Escale au théâtre de l’Athénée, du Tour d’écrou de Benjamin Britten, présenté par La Clé des chants (Région Nord-Pas-de-Calais). Un opéra de chambre (six chanteurs, quatorze instrumentistes) tiré d’une nouvelle de Henry James. Difficulté suprême : comment montrer des fantômes ? Dans sa nouvelle, James ne fait que suggérer la présence d’un couple de revenants pourrissant l’âme de deux enfants. Britten leur fait chanter une étrange musique vénéneuse et éthérée. Le metteur en scène Olivier Bénézech les mêle aux vivants, qui sentent ou non leur présence, et parfois les voient. C’est tout simple et cela fonctionne, même si nous sommes loin de l’ambiguïté suggérée, avec davantage d’idées et de moyens, par Deborah Warner (Covent Garden - 1997) ou Luc Bondy (Festival d’Aix-en-Provence - 2001). Sur le plateau exigu de l’Athénée, les corps sont désespérément réels. En revanche la musique, bien chantée, bien jouée par les jeunes instrumentistes de l’Orchestre-Atelier OstinatO, gagne à être entendue de près. Seize scènes, seize interludes, un thème principal comprenant les douze notes de la gamme, et Britten serrant l’écrou jusqu’à l’étranglement final, nous explique le programme. Chapeau bas ! Mais comment le compositeur nous fait basculer dans un monde où l’on n’est plus sûr de rien, cela n’est pas près de s’expliquer.

• _Lignes_
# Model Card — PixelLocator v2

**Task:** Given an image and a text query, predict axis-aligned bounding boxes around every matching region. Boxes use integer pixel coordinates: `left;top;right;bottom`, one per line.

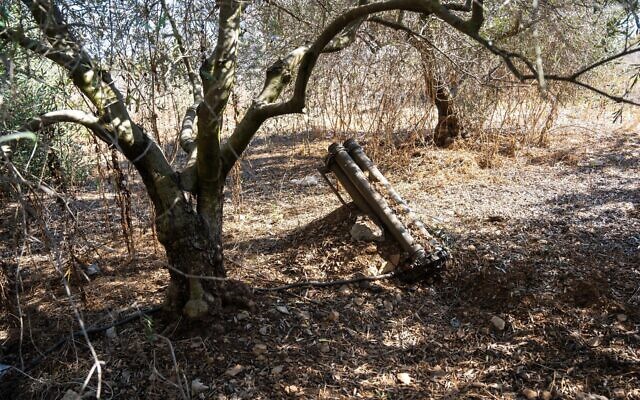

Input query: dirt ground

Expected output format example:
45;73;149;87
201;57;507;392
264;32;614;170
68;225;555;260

0;109;640;399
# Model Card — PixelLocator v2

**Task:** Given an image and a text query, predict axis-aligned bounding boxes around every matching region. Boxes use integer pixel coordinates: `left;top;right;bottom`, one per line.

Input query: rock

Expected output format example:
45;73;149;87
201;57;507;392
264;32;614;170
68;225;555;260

576;392;609;400
396;372;411;385
224;364;244;376
85;264;100;276
491;315;506;331
104;326;118;340
389;254;400;267
236;311;249;321
431;365;447;378
364;243;378;254
522;389;538;400
349;215;384;242
251;343;267;356
380;261;396;274
291;175;320;186
191;378;209;394
276;306;289;314
613;388;627;399
327;311;340;322
298;311;311;321
60;389;80;400
587;336;601;347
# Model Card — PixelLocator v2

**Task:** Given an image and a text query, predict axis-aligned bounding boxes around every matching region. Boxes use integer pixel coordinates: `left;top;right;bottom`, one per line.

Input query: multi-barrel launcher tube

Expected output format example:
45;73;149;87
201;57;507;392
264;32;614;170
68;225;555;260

321;139;449;282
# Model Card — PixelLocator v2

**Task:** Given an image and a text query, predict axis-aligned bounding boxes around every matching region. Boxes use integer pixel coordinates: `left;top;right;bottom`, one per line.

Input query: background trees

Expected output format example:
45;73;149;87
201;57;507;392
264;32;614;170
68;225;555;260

0;0;638;318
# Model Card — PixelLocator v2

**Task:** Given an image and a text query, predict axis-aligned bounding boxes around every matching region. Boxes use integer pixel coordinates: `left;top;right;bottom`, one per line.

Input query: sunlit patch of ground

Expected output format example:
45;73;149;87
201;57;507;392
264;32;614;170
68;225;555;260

0;108;640;399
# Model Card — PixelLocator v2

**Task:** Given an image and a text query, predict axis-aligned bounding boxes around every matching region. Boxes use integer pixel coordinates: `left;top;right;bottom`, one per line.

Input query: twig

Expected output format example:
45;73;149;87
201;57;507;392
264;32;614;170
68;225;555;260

20;306;162;373
253;271;396;292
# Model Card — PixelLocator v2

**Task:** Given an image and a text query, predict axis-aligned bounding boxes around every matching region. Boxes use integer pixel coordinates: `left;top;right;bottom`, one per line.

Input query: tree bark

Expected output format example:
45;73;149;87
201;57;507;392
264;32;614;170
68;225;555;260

413;41;463;147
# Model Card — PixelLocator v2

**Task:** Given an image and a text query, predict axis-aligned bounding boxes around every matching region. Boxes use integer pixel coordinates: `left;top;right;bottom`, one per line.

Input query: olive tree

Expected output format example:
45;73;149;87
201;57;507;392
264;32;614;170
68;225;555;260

0;0;635;318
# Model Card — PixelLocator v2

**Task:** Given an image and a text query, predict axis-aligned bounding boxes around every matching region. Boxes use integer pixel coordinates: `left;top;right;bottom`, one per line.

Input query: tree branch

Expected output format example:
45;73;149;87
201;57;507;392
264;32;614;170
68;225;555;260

18;110;116;145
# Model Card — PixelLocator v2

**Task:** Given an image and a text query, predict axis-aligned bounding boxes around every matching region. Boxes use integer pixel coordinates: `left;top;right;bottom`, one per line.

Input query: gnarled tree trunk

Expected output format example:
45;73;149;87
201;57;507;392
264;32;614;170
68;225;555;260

412;40;463;147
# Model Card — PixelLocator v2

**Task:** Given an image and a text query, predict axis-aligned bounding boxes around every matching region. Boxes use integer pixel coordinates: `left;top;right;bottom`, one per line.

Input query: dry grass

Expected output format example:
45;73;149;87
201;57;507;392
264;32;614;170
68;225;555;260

0;104;640;399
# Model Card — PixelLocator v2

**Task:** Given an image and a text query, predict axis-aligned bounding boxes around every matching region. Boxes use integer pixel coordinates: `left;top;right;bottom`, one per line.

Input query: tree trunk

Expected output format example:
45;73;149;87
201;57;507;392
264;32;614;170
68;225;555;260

156;186;253;319
427;83;462;147
413;41;463;147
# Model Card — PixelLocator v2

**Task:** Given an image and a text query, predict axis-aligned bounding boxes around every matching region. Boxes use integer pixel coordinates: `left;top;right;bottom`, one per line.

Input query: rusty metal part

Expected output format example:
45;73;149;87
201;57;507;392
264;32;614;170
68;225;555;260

329;143;422;254
344;139;436;246
320;139;449;282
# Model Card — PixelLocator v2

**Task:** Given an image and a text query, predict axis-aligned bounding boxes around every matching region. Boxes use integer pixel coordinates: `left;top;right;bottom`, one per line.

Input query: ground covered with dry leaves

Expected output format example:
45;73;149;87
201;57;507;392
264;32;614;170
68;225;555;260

0;110;640;399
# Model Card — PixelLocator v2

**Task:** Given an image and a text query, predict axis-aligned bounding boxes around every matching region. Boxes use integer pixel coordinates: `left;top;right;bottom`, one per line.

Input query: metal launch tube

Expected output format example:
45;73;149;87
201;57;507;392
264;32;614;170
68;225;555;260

344;139;433;244
329;143;424;255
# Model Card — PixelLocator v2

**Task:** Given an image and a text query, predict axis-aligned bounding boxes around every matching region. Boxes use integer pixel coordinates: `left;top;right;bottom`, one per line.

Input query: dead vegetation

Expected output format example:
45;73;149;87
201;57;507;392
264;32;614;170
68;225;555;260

0;104;640;399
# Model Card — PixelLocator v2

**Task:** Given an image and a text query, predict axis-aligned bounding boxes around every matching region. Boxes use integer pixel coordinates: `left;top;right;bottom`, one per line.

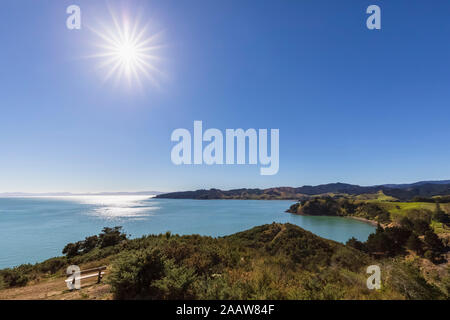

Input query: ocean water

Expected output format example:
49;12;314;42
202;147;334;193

0;196;375;268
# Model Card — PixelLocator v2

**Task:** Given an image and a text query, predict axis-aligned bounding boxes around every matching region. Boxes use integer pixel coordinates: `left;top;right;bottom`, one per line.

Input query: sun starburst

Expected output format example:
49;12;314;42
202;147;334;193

90;12;162;86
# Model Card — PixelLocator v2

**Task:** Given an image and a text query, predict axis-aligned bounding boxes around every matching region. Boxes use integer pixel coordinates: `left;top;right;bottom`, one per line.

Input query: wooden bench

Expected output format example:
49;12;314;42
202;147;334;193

65;266;106;287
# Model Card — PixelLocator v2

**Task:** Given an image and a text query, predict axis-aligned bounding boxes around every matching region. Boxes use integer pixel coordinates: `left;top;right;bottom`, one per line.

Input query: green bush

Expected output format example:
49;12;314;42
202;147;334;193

109;250;165;299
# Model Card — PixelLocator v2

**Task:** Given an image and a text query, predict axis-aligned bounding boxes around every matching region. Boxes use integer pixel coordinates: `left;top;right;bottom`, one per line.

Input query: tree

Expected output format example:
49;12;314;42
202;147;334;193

406;233;423;254
62;242;81;258
424;230;445;253
413;219;431;235
98;227;127;248
433;203;450;225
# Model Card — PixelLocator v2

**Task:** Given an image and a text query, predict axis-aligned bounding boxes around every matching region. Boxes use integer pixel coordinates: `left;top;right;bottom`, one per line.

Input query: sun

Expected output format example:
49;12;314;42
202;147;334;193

90;12;162;86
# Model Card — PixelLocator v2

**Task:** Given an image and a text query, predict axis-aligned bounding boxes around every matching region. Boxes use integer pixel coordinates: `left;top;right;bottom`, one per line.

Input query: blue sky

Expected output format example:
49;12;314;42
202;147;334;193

0;0;450;192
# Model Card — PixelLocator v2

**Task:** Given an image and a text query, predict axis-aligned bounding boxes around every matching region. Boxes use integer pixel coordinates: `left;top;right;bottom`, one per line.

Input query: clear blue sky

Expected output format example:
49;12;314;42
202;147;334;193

0;0;450;192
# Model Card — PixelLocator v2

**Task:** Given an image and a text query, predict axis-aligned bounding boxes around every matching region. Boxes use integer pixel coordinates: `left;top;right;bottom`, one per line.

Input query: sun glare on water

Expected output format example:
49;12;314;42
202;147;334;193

90;9;162;86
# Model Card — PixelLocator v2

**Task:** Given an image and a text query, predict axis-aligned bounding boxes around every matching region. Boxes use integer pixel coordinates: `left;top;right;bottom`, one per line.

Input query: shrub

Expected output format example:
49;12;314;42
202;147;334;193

109;249;165;299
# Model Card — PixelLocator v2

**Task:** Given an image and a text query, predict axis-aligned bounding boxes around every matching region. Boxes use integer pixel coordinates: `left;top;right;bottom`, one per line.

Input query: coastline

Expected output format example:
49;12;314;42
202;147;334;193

344;216;383;227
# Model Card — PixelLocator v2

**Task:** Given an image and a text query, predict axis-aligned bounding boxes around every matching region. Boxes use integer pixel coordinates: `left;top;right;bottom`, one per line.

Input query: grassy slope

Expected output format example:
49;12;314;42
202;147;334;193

0;223;442;299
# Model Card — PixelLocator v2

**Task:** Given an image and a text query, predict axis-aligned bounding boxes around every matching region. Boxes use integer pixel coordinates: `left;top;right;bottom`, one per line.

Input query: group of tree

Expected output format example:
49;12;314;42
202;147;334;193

347;217;449;263
62;227;127;258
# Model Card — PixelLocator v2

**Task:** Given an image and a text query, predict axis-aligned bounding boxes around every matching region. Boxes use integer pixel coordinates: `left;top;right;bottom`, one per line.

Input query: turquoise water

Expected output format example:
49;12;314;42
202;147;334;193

0;196;375;268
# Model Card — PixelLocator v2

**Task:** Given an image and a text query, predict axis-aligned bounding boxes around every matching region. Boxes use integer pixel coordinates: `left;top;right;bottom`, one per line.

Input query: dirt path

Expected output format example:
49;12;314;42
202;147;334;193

0;278;112;300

• _Consignes_
• A. Dans l'extrait sur Le Tour d'écrou, quel orchestre joue la musique ?
• B. Reprenez la liste depuis son début jusqu'à la ligne contenant « 0;109;640;399 », incluse, en changeant « dirt ground » en « bare soil » et sans rien modifier d'autre. Ne reproduisez pas les images.

• _Réponses aux consignes_
• A. L'Orchestre-Atelier OstinatO.

• B.
# Model Card — PixelLocator v2

**Task:** Given an image and a text query, predict axis-aligned bounding boxes around every matching region. Boxes use integer pixel coordinates: `left;top;right;bottom`, one per line.


Input query: bare soil

Expected output format example:
45;73;149;87
201;57;507;392
264;32;614;170
68;225;555;260

0;109;640;399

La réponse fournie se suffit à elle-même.